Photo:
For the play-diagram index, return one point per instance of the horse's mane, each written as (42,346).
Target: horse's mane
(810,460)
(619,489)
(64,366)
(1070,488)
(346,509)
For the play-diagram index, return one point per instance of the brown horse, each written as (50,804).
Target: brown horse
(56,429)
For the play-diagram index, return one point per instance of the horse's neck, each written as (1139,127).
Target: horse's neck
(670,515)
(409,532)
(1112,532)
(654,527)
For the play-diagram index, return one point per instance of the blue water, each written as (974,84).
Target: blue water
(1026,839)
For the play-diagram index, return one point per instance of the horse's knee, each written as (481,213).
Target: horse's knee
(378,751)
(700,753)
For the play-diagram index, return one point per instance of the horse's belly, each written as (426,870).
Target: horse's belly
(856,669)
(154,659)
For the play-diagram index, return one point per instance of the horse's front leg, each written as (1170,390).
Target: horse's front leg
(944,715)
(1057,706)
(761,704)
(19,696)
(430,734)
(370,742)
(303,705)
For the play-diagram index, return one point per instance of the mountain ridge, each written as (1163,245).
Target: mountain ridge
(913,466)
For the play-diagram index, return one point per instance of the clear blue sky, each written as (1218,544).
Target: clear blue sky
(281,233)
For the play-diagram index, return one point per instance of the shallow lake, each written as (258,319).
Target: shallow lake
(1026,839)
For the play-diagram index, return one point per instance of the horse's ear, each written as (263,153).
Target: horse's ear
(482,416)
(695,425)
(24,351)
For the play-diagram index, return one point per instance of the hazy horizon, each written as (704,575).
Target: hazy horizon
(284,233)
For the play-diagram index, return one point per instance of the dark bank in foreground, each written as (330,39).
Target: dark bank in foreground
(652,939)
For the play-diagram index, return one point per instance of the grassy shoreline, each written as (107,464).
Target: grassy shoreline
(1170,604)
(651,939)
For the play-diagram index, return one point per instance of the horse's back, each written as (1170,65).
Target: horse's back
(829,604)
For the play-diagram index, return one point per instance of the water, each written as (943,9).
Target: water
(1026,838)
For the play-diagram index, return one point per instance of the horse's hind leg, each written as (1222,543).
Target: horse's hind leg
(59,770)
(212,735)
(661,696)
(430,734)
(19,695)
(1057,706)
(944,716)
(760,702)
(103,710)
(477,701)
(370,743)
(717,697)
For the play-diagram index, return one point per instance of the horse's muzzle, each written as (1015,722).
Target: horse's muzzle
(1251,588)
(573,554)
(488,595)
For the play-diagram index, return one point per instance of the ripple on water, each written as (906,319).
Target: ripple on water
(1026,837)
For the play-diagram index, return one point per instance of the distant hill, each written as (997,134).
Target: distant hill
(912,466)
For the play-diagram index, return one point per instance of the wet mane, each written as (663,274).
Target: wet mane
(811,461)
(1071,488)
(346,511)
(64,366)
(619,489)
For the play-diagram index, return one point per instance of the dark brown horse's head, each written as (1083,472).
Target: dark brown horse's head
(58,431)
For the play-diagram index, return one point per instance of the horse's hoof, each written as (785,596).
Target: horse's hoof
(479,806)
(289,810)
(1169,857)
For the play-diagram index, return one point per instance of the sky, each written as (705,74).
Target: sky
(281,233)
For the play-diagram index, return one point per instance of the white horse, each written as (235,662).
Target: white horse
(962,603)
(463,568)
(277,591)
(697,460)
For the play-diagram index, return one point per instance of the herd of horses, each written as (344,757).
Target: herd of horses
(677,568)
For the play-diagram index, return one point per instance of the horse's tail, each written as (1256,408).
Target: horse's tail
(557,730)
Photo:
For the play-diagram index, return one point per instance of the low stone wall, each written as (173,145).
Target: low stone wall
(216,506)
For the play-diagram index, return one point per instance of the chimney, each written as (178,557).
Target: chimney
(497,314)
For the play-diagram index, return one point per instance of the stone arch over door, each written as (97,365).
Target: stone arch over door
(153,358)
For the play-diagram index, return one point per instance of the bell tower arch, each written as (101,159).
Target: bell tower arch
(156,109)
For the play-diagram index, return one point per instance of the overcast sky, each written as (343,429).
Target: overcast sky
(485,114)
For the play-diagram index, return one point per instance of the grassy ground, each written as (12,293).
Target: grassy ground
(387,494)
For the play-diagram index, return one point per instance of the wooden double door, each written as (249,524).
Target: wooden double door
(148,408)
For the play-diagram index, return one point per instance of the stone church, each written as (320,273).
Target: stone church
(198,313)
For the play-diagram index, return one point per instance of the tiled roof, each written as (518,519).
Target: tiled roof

Your task
Can you copy out the records again, starting with the line with "written as (101,159)." and going on through the end of the records, keeping the request lines but shifting every coordinate in the answer points up by 93?

Final result
For the play-diagram index, return one point per instance of the bell tower arch, each written as (101,159).
Target: bell tower arch
(249,202)
For the play-diagram index, return one point per instance of the overcast sky, each written as (343,429).
Target: overcast sky
(578,207)
For the play-diagram index, return one point per instance of the grassy ground, each written as (12,293).
Target: grassy ground
(480,587)
For the play-diagram index, return one point per instance of the wooden double door, each written as (249,524).
Target: wooden double door
(241,501)
For the play-diagram index, return one point per instance of the stone church, each written as (320,273).
Target: stone church
(291,406)
For the play-diagram index, return one point per instance of the tiled roof, each written as (518,519).
Target: tiled roof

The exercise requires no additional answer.